Exercise:
Retype all of the data. Every line must match exactly.

Dataset items
☆ ☆ ☆ ☆ ☆ ☆ ☆

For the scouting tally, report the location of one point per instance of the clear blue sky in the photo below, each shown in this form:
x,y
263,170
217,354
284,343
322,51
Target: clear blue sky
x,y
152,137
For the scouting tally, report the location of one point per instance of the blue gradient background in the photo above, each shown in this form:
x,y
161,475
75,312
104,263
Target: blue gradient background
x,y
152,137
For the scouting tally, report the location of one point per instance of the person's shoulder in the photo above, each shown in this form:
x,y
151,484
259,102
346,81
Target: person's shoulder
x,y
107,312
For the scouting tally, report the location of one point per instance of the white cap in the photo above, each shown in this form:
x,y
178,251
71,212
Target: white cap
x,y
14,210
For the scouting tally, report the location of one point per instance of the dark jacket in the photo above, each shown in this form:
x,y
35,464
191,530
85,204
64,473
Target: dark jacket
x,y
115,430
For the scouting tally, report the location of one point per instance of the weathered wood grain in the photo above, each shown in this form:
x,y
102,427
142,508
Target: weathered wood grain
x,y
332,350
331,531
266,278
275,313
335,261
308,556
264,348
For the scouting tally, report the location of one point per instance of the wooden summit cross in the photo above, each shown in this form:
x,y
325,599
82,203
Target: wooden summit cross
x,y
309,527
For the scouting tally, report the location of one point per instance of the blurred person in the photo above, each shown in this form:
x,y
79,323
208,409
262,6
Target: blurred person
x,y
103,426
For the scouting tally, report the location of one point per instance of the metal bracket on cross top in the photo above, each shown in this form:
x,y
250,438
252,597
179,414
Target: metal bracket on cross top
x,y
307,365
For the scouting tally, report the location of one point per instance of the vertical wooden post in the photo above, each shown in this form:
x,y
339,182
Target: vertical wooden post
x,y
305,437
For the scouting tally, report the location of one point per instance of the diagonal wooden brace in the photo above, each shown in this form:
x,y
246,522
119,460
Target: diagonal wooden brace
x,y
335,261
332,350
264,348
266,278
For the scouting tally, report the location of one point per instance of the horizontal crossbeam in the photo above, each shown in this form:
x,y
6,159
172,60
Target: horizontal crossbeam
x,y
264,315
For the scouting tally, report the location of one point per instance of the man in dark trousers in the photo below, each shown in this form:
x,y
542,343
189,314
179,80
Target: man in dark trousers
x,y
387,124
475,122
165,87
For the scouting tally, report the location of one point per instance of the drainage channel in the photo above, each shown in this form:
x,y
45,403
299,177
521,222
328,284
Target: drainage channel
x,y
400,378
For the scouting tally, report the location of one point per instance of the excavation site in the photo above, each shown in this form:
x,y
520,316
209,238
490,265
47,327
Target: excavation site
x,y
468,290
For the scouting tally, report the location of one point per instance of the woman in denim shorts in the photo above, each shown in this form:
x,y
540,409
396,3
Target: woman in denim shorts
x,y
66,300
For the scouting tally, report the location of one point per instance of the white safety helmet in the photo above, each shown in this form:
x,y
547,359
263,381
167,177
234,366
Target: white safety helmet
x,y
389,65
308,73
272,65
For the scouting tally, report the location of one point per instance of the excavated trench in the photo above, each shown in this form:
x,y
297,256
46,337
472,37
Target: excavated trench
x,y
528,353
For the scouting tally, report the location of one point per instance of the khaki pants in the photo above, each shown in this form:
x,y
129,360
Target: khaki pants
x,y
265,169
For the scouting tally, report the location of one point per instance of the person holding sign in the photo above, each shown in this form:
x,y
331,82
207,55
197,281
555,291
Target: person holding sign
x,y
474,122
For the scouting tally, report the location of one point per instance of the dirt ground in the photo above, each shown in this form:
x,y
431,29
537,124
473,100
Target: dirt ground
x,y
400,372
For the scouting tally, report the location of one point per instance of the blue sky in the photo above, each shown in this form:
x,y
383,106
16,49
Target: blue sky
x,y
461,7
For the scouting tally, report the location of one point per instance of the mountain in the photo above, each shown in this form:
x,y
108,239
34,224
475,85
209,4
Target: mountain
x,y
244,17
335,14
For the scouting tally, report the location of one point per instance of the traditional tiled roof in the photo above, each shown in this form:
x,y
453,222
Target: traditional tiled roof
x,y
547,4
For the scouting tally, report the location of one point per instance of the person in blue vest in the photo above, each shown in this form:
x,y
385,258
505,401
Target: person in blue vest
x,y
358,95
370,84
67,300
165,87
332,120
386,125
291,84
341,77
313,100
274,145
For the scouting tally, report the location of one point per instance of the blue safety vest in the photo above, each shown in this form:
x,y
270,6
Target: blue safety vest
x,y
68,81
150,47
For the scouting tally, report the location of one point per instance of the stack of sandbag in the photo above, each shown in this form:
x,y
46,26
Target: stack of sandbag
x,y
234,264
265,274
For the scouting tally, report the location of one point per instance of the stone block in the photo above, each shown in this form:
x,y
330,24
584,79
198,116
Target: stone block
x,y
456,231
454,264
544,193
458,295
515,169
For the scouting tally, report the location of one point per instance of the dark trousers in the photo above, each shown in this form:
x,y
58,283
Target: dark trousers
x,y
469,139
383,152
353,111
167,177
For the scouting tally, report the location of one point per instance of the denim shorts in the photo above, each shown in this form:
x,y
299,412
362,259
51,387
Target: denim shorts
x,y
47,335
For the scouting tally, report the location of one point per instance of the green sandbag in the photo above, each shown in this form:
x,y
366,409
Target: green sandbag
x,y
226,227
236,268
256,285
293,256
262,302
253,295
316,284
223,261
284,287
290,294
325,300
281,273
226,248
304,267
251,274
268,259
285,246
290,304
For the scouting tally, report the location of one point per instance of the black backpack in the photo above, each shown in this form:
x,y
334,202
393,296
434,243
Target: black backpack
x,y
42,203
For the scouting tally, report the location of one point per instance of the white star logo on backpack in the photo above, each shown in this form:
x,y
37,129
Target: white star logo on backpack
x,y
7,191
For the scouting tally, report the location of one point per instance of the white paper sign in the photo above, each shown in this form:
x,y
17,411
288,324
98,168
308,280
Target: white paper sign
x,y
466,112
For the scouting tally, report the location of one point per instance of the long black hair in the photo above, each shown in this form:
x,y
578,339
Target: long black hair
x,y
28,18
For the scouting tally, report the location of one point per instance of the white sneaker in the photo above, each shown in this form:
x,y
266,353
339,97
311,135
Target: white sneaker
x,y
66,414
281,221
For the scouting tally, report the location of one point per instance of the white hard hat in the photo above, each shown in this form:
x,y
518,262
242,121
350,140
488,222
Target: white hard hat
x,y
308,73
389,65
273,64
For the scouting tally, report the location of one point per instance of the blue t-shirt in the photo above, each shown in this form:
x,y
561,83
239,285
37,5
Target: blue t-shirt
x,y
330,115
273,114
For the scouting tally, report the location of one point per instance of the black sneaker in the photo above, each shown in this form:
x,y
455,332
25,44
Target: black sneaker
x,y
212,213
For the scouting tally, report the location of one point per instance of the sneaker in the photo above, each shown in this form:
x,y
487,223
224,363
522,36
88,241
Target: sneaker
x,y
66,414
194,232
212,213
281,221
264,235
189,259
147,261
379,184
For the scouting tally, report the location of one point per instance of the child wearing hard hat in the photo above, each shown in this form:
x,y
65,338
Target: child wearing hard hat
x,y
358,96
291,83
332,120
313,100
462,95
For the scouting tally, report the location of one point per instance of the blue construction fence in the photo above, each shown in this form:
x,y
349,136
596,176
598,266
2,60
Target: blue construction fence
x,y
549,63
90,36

☆ ☆ ☆ ☆ ☆ ☆ ☆

Response for this exercise:
For the scouting tally, report the location of one point per instance of the clear blue sky in the photo below, each shown in this form:
x,y
263,170
217,354
284,343
322,51
Target: clear blue sky
x,y
152,137
For the scouting tally, report the location of one point per instance of the blue gradient background in the photo above, each shown in this form:
x,y
161,475
75,312
104,263
Target: blue gradient background
x,y
152,137
For the scouting tally, report the location of one point per instance of the person's shoulder in the photo above, each shown in this form:
x,y
151,484
259,102
346,81
Target: person's shoulder
x,y
107,312
For the scouting tally, report the location of one point per instance of the white cap in the photo above, each shown in this form:
x,y
178,251
71,212
Target: white cap
x,y
14,210
For the scouting tally, report the location of one point per instance of the dark jacket in the photo above, each shown in this form:
x,y
35,464
191,530
85,204
64,473
Target: dark jacket
x,y
115,430
For the scouting tally, report the location of one point per instance of the weathered wood grain in the photo above, each shown in this form:
x,y
102,427
142,508
Target: weathered wood grain
x,y
332,350
331,531
266,278
275,313
335,261
308,556
264,348
For the scouting tally, report the location of one point per instance of the wooden summit cross in the photo above, each shown in this form:
x,y
325,599
82,203
Target: wooden summit cross
x,y
309,527
For the scouting tally, report the location of one point per instance of the blurred person in the photo above, each shown in this form:
x,y
79,323
208,409
262,6
Target: blurred person
x,y
103,426
For the scouting tally, report the location of one point per instance of the metal bracket on cross top in the photo above, each shown in this form:
x,y
250,438
252,597
179,414
Target: metal bracket on cross top
x,y
307,365
For the scouting tally, report the location of one point per instance of the vertical wooden post in the photo above, each shown in this form:
x,y
339,182
Target: vertical wooden post
x,y
305,437
For the scouting tally, report the location of one point per instance of the diagonal wooden brace in the photo above, each shown in this form:
x,y
246,522
119,460
Target: diagonal wooden brace
x,y
335,261
332,350
264,348
266,278
For the scouting tally, report the location of one point per instance of the horizontal crossbeam in the photo above, each shown in this form:
x,y
6,159
172,60
Target: horizontal crossbeam
x,y
264,315
For the scouting tally, report the location of one point per instance of the man in dark trousers in the photo below, each shown in this form:
x,y
542,343
189,314
179,80
Target: man in dark trousers
x,y
387,124
475,122
165,87
For the scouting tally, report the location of one point per instance of the drainage channel in the photo above, each shown in this form:
x,y
45,403
299,177
521,222
328,284
Target: drainage channel
x,y
400,378
For the scouting tally, report the location of one point per instance of the excavation site in the photo above, each shown in this form:
x,y
520,316
209,238
490,265
47,327
Target: excavation site
x,y
468,290
For the scouting tally, report the location of one point per instance of the woman in denim shorts in the photo above, each shown in this form:
x,y
540,409
396,3
Target: woman in denim shorts
x,y
66,300
For the scouting tally, report the location of one point per instance of the white safety helmet in the photo above, each shown in this form:
x,y
547,359
263,381
167,177
234,366
Target: white safety helmet
x,y
389,65
308,73
272,65
For the scouting tally, report the location of one point per instance of the excavated trench in the photo above, each shown in this form:
x,y
297,256
46,337
472,37
Target: excavated trench
x,y
528,353
For the scouting tally, report the location of one point per instance of the khaki pants in the photo above, each shown in this form:
x,y
129,360
Target: khaki pants
x,y
265,169
For the scouting tally, report the location of one point per instance of the person holding sign in the photo above, each shown in this form:
x,y
331,82
207,55
197,281
555,291
Target: person holding sign
x,y
474,122
For the scouting tally, report the location of one point per instance of the dirt ground in the photo above, each shown in this form:
x,y
431,29
537,124
473,100
Target: dirt ground
x,y
400,372
For the scouting tally, report the location of one point per instance of the blue sky in the photo above, each shown in this form:
x,y
383,106
16,49
Target: blue sky
x,y
461,7
For the scouting tally, report the location of one point per instance of the mountain in the photo above, each shown in this form:
x,y
108,239
34,224
475,85
209,4
Target: mountain
x,y
244,17
335,14
For the scouting tally, report the location of one point per instance of the traditional tiled roof in the photo above, each shown in this form:
x,y
453,222
Target: traditional tiled roof
x,y
547,4
For the scouting tally, report the location of one point per instance of the person in blue vest in the photo above, each shown in this form:
x,y
385,258
505,401
Target: person in blue vest
x,y
358,95
370,84
67,300
165,87
332,120
386,125
291,84
341,77
313,100
274,145
For the scouting tally, report the location of one point per instance of the blue safety vest in the photo above, each shown in this form:
x,y
270,6
Target: blue safety vest
x,y
68,81
150,47
For the scouting tally, report the location of one point per instance of the stack of sandbag in the photo above, each shown in this form:
x,y
46,26
Target: stack of sandbag
x,y
234,264
265,274
For the scouting tally, report the location of one point per instance of the stone block in the photo above, each shown in this form:
x,y
330,24
584,79
198,116
Target: stone block
x,y
456,231
454,264
544,193
458,295
515,169
For the scouting tally, report the location of one point per instance of the dark trousers in the photo above, each shown in this form:
x,y
58,283
Target: dark trousers
x,y
469,139
383,152
353,111
167,177
For the scouting tally, report the location of one point per instance of the denim shorts in the photo above, each shown in this form:
x,y
299,412
362,259
51,387
Target: denim shorts
x,y
47,335
For the scouting tally, report the location of one point per instance of the green sandbag in the photo above, each shown in this form:
x,y
366,409
Target: green sandbag
x,y
226,227
236,268
256,285
293,256
262,302
253,295
316,284
223,261
284,287
290,294
325,300
281,273
226,248
304,267
251,274
268,259
285,246
290,304
For the scouting tally, report the location of one point per instance of the black backpack in the photo above, each shown in this form:
x,y
334,202
393,296
434,243
Target: black backpack
x,y
42,203
For the scouting tally, report the location of one point per instance of the white star logo on backpack in the photo above, each shown in this form:
x,y
37,129
Target: white star logo on backpack
x,y
7,191
For the scouting tally, report the location of one point per instance of the white paper sign in the photo above, each shown in this form:
x,y
17,411
288,324
98,168
308,280
Target: white paper sign
x,y
466,112
For the scouting tally, report the location of one point per instance of the long black hair in the photo above, each shown in this form:
x,y
578,339
Target: long black hair
x,y
28,18
For the scouting tally, report the location of one point per instance of the white sneaker in the photo above, each shown in this form:
x,y
266,353
339,97
311,135
Target: white sneaker
x,y
66,414
281,221
For the scouting tally, report the location of one point per instance of the white hard hat in the photo above, each shown in this form:
x,y
518,262
242,121
350,140
488,222
Target: white hard hat
x,y
308,73
389,65
273,64
For the scouting tally, report the location of one point per instance of the blue t-shirt in the photo above, each shown in this form:
x,y
561,83
239,285
37,5
Target: blue t-shirt
x,y
330,115
273,114
For the scouting tally, report the location of one point per instance of the black sneaker in the photo above, each shown in this form:
x,y
455,332
25,44
Target: black sneaker
x,y
212,213
For the scouting tally, report the location of one point per instance of the sneaker in the photo above, each shown in this form:
x,y
487,223
224,363
522,36
88,241
Target: sneaker
x,y
66,414
194,232
212,213
281,221
264,235
189,259
147,261
379,184
For the scouting tally, report the location of one point per instance of the child wearing hard hat in the photo above, each shown in this form:
x,y
65,338
Target: child wearing hard hat
x,y
358,96
291,83
332,120
313,100
462,95
For the scouting tally, report the location of one point per instance of the blue construction fence in the photo above, each shown in this form:
x,y
349,136
596,176
598,266
2,60
Target: blue construction fence
x,y
549,63
90,36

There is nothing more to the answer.